• [Exercise aim]:
Rewrite the part that opens with the line containing "Objective — indicate one point on every instance of the black" and closes with the line containing "Objective — indicate one point on every instance of the blue", both ends included, as a Markdown table with the columns Number and Text. Give each line its own number and leave out blank lines.

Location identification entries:
┄┄┄┄┄┄┄┄┄┄┄┄┄┄┄┄┄┄┄┄

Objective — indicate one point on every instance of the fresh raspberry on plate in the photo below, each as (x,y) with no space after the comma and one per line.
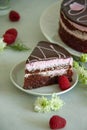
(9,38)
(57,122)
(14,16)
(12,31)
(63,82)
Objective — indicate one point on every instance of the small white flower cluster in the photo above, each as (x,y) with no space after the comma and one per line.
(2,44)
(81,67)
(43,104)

┄┄┄┄┄┄┄┄┄┄┄┄┄┄┄┄┄┄┄┄

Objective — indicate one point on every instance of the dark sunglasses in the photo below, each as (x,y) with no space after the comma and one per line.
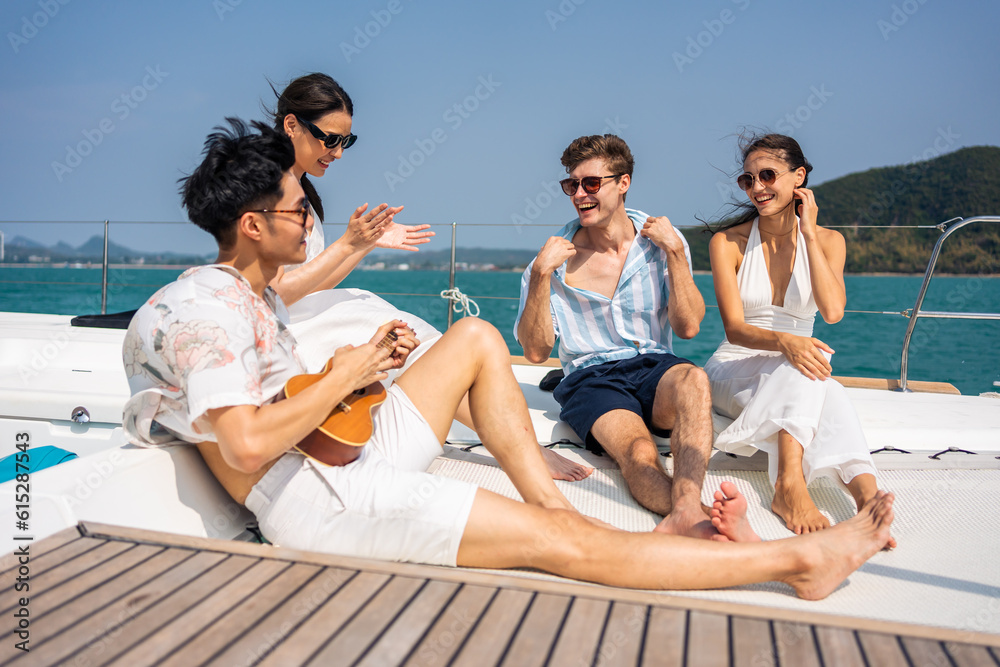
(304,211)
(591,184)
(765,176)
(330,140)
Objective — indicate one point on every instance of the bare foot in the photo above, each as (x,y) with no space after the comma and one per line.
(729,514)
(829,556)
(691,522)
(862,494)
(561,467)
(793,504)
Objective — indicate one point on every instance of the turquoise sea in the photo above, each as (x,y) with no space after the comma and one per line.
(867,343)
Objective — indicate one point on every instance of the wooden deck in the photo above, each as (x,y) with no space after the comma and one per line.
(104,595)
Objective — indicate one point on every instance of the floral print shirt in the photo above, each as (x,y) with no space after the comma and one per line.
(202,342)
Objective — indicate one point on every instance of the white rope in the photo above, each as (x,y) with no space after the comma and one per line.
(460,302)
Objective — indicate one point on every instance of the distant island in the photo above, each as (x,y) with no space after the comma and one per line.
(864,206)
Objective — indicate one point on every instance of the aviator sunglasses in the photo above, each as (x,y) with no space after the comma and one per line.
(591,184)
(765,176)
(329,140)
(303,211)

┄┄┄┄┄┄┄┄┄┄┄┄┄┄┄┄┄┄┄┄

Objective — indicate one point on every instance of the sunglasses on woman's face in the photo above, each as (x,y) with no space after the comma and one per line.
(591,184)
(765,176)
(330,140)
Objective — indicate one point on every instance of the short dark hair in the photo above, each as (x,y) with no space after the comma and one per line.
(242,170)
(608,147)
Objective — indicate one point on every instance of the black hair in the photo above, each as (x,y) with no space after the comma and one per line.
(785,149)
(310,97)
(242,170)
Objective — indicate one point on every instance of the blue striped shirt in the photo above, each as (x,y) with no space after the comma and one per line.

┄┄┄┄┄┄┄┄┄┄┄┄┄┄┄┄┄┄┄┄

• [The solution]:
| Number | Text |
|---|---|
| 1 | Objective — indicate one point on every instance of the black hair in the photo above, each as (x,y) with no space after the comma and one per line. |
| 2 | (785,149) |
| 3 | (310,97) |
| 4 | (242,170) |
| 5 | Objective — indicate one point on every instance of the blue striped shirt in the photo above, each as (x,y) with no space after the comma and one per line. |